EXERCISE: Identify each line below that contains the string "shirt" and copy those lines in full. Matching is case-sensitive.

..........

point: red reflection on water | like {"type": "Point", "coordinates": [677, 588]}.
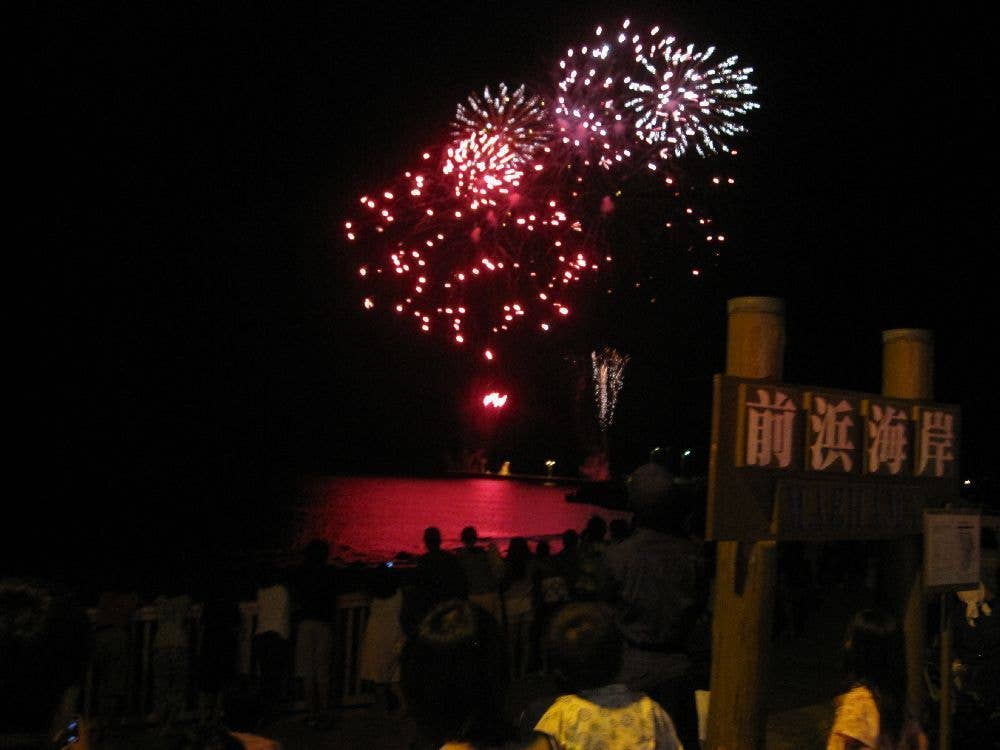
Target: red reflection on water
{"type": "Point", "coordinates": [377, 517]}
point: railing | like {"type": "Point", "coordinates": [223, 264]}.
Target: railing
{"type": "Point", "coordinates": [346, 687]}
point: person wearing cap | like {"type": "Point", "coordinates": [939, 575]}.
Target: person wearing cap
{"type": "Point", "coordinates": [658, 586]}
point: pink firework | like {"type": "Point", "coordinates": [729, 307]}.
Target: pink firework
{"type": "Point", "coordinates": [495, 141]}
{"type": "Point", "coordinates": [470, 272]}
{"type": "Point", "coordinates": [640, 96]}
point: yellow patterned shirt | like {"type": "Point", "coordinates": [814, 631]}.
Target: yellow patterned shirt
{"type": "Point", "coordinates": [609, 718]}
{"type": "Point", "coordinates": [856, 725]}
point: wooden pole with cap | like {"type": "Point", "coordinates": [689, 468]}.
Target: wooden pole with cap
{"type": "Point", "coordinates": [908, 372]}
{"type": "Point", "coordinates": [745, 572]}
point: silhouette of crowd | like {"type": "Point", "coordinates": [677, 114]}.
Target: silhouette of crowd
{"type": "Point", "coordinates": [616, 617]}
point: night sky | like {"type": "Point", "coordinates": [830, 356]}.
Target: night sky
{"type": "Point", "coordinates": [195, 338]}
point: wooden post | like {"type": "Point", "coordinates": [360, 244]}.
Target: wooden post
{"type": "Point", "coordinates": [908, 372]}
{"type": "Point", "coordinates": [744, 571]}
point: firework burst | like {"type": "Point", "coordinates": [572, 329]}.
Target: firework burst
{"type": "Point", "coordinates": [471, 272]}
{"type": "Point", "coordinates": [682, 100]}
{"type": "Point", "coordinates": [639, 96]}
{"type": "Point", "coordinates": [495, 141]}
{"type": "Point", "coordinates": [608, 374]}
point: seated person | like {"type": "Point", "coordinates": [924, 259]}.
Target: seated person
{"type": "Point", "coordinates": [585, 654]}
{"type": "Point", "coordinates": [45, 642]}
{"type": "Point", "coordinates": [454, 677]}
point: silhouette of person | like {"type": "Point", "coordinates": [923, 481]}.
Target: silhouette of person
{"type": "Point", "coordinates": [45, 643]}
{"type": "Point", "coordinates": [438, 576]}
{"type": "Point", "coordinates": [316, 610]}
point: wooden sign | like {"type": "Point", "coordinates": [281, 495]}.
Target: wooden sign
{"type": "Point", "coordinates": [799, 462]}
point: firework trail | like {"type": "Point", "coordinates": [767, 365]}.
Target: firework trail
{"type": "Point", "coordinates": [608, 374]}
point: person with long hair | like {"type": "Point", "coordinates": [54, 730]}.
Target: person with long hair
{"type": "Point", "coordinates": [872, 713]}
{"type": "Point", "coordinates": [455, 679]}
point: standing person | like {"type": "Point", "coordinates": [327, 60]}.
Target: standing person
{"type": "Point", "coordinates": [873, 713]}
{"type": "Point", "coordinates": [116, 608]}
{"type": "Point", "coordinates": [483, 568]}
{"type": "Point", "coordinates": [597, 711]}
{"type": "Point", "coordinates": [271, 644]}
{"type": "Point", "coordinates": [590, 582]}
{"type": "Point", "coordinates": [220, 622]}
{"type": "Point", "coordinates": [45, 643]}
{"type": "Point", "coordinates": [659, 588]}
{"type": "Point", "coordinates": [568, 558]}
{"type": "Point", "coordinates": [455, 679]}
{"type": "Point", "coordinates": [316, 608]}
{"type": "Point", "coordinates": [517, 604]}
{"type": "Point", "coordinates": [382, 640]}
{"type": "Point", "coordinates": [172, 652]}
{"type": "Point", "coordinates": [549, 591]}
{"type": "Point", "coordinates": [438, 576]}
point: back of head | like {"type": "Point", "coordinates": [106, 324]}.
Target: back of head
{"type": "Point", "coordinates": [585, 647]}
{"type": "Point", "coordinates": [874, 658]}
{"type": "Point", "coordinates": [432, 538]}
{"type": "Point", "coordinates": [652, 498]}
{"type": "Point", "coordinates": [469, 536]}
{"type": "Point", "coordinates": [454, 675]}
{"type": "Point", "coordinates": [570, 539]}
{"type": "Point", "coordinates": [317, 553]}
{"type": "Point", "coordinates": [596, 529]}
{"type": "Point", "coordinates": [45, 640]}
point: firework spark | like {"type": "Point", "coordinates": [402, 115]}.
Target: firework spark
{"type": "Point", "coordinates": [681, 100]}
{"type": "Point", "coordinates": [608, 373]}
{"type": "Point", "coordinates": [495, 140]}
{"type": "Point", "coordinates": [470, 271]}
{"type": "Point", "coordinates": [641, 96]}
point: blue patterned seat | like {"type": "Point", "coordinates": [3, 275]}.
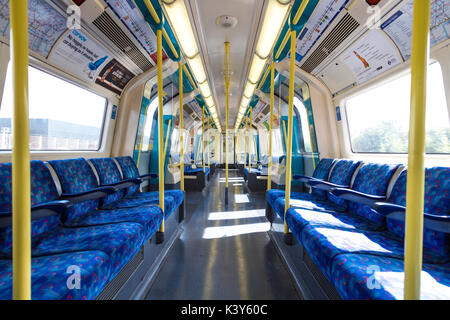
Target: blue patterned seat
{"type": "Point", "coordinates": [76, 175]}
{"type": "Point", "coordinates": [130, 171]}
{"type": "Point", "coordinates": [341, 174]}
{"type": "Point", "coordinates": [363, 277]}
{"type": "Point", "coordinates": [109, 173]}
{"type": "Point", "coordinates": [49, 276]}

..........

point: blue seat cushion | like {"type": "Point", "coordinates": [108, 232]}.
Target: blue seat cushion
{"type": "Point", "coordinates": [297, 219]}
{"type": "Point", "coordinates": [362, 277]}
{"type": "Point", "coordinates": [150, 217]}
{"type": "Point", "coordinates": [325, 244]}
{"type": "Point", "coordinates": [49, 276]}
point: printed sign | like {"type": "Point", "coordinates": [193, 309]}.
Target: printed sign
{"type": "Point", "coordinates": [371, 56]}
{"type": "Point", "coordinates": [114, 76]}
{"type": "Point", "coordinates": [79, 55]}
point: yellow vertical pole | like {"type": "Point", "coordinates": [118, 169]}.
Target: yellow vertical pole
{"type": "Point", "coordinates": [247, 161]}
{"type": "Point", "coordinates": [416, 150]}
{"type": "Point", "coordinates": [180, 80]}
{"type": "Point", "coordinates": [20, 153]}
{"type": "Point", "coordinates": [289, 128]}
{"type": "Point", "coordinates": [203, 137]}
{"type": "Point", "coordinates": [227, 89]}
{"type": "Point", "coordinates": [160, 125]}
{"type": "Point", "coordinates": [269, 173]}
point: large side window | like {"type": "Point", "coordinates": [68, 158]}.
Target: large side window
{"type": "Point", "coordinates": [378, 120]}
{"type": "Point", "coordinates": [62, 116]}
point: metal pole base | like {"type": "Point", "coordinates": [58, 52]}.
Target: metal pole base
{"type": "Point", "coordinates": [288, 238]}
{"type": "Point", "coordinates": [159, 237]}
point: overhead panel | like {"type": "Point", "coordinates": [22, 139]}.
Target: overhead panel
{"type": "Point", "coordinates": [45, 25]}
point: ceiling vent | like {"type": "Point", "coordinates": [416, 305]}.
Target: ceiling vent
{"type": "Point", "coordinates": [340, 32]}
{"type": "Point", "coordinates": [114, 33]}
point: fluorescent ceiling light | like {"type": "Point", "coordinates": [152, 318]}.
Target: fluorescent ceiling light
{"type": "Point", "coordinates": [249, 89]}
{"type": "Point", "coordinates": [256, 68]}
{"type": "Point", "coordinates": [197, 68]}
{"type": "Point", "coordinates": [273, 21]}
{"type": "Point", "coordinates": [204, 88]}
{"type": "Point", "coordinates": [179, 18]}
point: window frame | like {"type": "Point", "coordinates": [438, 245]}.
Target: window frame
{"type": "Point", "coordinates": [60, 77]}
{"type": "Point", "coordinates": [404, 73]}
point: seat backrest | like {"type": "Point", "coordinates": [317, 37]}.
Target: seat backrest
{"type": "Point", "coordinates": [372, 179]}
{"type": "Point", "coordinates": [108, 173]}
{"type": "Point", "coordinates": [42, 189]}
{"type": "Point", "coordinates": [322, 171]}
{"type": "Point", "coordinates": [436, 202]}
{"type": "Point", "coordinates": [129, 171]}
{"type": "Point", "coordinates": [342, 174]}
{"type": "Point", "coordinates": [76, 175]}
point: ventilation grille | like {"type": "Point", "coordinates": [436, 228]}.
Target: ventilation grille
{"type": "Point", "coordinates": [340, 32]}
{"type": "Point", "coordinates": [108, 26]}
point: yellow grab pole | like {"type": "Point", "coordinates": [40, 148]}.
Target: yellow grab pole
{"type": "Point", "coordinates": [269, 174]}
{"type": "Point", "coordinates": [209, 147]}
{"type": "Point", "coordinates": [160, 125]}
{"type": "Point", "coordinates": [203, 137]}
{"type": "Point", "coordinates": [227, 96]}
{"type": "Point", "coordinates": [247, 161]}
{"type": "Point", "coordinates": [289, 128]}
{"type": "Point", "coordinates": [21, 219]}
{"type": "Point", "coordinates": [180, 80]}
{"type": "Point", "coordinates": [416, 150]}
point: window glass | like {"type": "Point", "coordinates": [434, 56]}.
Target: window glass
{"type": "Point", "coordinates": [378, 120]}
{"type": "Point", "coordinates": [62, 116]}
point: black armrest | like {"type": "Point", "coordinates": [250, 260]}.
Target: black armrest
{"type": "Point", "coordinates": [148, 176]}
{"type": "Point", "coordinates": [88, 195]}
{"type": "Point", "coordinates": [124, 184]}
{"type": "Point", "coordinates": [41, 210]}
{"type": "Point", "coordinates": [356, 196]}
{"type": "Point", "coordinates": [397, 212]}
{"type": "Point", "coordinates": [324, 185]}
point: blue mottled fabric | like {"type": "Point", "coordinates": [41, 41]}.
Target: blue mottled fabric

..........

THE REPLY:
point: yellow patterned shirt | like {"type": "Point", "coordinates": [814, 631]}.
Target: yellow patterned shirt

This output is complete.